Could you recast the records below as a Markdown table with the columns "Row" and "Line", numbering each line and leaving out any blank lines?

* * * * *

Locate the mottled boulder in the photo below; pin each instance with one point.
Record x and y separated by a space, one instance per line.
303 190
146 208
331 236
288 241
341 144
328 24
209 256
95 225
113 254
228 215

* * * * *

The solution
| Row | Line |
|---|---|
| 1 | Locate the mottled boulder in the photo below; pin each instance with one point. |
| 2 | Record x and y separated by a space, one instance per line. |
| 3 | 303 190 |
| 4 | 146 208 |
| 5 | 331 236 |
| 6 | 288 241 |
| 7 | 341 144 |
| 8 | 328 24 |
| 9 | 209 256 |
| 10 | 95 225 |
| 11 | 113 254 |
| 12 | 228 215 |